Region outline entries
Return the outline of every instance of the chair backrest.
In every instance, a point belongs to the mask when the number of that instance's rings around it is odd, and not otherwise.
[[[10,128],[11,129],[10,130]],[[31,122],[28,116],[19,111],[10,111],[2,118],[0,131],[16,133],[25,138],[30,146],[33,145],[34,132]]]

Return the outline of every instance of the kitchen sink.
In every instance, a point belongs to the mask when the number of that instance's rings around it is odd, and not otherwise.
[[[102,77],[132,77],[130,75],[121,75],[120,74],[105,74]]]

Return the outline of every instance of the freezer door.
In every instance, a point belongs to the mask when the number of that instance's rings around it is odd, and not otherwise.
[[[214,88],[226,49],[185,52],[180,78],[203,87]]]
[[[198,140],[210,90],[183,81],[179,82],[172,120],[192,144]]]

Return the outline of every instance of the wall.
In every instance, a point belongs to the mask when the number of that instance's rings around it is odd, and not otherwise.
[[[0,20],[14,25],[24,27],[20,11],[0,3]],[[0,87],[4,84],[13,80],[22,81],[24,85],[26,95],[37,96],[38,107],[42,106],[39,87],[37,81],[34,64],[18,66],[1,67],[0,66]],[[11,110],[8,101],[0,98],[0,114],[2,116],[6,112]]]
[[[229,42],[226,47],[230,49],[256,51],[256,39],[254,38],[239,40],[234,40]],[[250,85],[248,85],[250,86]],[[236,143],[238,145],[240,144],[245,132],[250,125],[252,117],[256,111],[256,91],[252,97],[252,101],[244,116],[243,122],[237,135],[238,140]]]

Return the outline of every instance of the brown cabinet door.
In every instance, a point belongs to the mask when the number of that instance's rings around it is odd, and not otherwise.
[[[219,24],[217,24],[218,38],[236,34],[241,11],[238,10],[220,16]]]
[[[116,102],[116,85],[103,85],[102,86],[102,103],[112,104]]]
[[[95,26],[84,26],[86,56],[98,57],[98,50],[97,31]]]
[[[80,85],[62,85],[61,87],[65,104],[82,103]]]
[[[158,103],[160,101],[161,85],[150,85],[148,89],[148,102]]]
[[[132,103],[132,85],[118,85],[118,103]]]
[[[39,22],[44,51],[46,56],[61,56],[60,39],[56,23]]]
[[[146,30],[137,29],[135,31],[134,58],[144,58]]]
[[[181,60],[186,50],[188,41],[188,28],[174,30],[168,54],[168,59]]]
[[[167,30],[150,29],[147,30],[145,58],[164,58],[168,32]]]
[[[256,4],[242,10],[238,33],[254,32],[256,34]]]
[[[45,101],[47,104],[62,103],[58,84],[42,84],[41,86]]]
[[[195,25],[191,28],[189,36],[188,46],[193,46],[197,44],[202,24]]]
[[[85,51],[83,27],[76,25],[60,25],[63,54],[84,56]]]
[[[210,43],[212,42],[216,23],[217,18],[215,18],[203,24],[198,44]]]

= TASK TO COMPLETE =
Recast every record above as one numbered list with one item per line, and omit the blank lines.

= THE REPLY =
1. Return the outline of every instance of the chair backrest.
2. In every instance, a point belongs to the mask when the number of that instance's rings around it is odd, and not otherwise.
3. [[[10,128],[11,129],[10,130]],[[31,122],[28,116],[19,111],[10,111],[2,118],[0,131],[16,133],[25,138],[30,146],[33,145],[34,132]]]
4. Return the outline of every instance of the kitchen sink.
5. In every instance, a point belongs to the mask when the number of that instance's rings around it is odd, and not otherwise.
6. [[[102,77],[132,77],[130,75],[121,75],[120,74],[105,74]]]
7. Return the outline of every instance of the freezer door.
8. In every instance, a point belongs to the mask when the number of that instance's rings around it is odd, and not otherwise.
9. [[[214,88],[226,49],[185,52],[180,78],[203,87]]]
10. [[[198,140],[210,90],[183,81],[179,82],[172,120],[192,144]]]
11. Return the outline of every instance of the wall.
12. In every instance, a point belongs to the mask when the number of that instance's rings around it is odd, and not otherwise.
13. [[[0,20],[14,25],[24,27],[20,11],[0,3]],[[0,87],[4,84],[13,80],[22,81],[24,85],[26,95],[37,96],[38,107],[42,106],[39,87],[37,81],[34,64],[18,66],[1,67],[0,66]],[[11,110],[8,101],[0,98],[0,114],[2,116],[6,112]]]
14. [[[229,42],[226,47],[230,49],[256,51],[256,39],[254,38],[239,40],[234,40]],[[250,85],[248,85],[250,86]],[[236,143],[238,145],[240,144],[245,132],[250,125],[252,117],[256,111],[256,91],[252,97],[252,101],[244,116],[243,122],[237,135],[238,140]]]
15. Return the outline of every instance of the brown cabinet door.
16. In every instance, a point belongs to the mask when the number of that instance's rings around it is odd, and not otherwise.
17. [[[219,24],[217,24],[218,38],[236,34],[241,11],[238,10],[220,16]]]
18. [[[116,102],[116,85],[103,85],[102,86],[102,103],[112,104]]]
19. [[[95,26],[84,26],[86,56],[98,57],[98,50],[97,31]]]
20. [[[80,85],[62,85],[61,87],[65,104],[82,103]]]
21. [[[158,103],[160,101],[161,85],[150,85],[148,89],[148,102]]]
22. [[[132,103],[132,85],[118,85],[118,103]]]
23. [[[39,22],[44,51],[46,56],[61,56],[60,39],[56,23]]]
24. [[[146,30],[137,29],[135,31],[134,58],[144,58]]]
25. [[[181,60],[186,50],[188,41],[188,28],[174,30],[168,54],[168,59]]]
26. [[[167,30],[150,29],[147,30],[145,58],[164,58],[168,32]]]
27. [[[256,4],[242,10],[238,33],[254,32],[256,34]]]
28. [[[45,101],[47,104],[62,103],[58,84],[42,84],[41,86]]]
29. [[[195,25],[191,28],[189,36],[188,46],[193,46],[197,44],[202,24]]]
30. [[[85,51],[83,27],[76,25],[60,25],[63,54],[84,56]]]
31. [[[210,43],[212,42],[216,23],[217,18],[215,18],[203,24],[198,44]]]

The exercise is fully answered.